* GIVEN TEXT *
Brazil – So what now radio?

Brazil is experiencing a period of political and economic crisis, and this is not new to any of us, Brazilians. But the radio sector here does not even register the current crisis. Why? Simple answer: because Brazilian radio has experienced a huge crisis for years, and it is already so used to the lack of investment and growth that we don’t even feel the current chaotic situation which the country lives in.

The solution to overcome the crisis was presented in the mid-2000s: digital radio. However, only the HD Radio system, owned by a private company, presented itself as a solution to be adopted in the country. The current Government decided not to deliver Brazilian radio to American entrepreneurs and rejected HD Radio.

In 2012, with the radio sector in eclipse, due mainly to the migration of advertising to the internet, the Ministry of Communications opened a public call for digital radio systems to apply for adoption in Brazil. At the time, in addition to Ibiquity or the HD system, Digital Radio Mondiale came on the scene. DRM is an open system, being promoted by a non-profit international consortium supported by entities that believe in the standard and in open radio. Both systems are tested. The Ministry of Communications creates a Council to carry out a technical, technology and business model assessment. It gets complicated. The systems are too different: DRM is state of the art and uses half of the spectrum size, but the HD is already deployed in the U.S. and has receivers on the market; DRM is an open system and its development depends also on the local industry. On the other hand HD brings everything prefabricated. DRM would depend on investments in the sector in Brazil. For HD everything is ready made, you only have to pay. No decision on the matter is taken.

* PROBLEM REQUIREMENTS *
In the text on Brazilian radio, in what year did the Ministry of Communications open a public call for digital radio systems to apply for adoption in Brazil?

* EXCERPTED DATA *
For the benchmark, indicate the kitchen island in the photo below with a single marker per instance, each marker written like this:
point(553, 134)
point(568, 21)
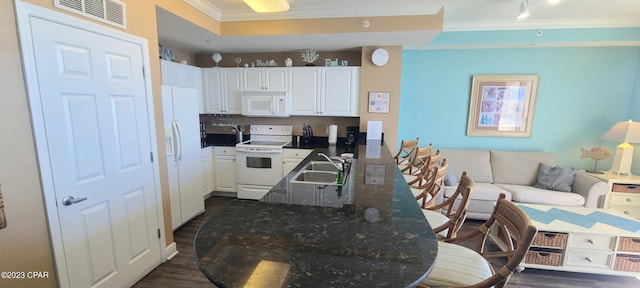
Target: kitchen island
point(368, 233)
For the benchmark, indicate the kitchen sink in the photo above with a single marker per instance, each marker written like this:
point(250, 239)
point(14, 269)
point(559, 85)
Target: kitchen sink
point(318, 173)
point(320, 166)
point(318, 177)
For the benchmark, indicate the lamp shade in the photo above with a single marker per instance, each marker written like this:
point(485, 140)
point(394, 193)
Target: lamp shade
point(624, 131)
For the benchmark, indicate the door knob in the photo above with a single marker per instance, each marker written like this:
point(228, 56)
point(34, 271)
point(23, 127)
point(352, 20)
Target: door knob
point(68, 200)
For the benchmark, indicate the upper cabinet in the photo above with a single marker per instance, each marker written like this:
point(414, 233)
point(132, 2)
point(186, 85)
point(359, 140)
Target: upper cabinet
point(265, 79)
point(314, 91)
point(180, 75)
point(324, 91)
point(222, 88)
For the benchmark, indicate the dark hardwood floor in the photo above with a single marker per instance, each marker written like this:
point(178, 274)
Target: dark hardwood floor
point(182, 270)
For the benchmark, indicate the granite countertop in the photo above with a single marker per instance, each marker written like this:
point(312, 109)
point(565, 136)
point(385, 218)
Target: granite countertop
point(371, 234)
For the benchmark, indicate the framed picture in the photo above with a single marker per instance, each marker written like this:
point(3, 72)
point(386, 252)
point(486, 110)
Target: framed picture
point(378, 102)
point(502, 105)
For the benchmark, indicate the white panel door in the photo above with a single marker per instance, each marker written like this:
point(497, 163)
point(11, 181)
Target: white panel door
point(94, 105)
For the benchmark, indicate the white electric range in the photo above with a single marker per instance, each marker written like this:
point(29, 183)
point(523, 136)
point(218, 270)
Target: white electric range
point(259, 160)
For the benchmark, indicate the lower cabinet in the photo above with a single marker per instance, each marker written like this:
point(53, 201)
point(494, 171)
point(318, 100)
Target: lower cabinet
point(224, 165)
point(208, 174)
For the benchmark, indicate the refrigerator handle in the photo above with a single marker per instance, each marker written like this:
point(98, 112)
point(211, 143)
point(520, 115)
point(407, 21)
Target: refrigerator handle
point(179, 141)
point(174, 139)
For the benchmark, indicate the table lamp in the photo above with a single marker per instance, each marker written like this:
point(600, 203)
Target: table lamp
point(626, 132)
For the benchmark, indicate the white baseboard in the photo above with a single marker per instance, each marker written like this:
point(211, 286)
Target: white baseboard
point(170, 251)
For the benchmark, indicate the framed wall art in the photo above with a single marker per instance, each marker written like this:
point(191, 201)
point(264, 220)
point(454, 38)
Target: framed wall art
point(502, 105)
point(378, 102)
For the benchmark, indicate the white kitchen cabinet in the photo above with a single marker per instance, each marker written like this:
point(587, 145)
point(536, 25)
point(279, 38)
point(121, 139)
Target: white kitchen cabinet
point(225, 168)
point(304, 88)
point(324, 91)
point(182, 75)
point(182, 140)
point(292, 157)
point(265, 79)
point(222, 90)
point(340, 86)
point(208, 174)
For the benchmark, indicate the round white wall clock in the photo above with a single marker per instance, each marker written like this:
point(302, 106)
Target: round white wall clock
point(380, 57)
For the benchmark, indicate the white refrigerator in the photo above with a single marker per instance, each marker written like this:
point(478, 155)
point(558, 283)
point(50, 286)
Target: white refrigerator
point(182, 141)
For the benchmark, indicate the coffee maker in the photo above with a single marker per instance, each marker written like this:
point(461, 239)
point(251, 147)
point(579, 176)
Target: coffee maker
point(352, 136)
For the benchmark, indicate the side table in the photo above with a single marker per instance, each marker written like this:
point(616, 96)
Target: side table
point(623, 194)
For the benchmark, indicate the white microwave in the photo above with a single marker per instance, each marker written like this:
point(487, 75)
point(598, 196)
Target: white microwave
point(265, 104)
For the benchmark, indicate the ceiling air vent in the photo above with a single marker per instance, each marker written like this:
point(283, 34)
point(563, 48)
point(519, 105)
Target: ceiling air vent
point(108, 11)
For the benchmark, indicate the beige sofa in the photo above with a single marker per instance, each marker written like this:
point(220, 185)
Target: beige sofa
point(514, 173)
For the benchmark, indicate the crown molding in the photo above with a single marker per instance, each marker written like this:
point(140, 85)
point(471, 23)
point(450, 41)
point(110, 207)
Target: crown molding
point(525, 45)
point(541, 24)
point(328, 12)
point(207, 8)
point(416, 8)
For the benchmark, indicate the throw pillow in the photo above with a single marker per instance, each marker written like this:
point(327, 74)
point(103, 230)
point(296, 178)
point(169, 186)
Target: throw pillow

* WORKED SOLUTION *
2012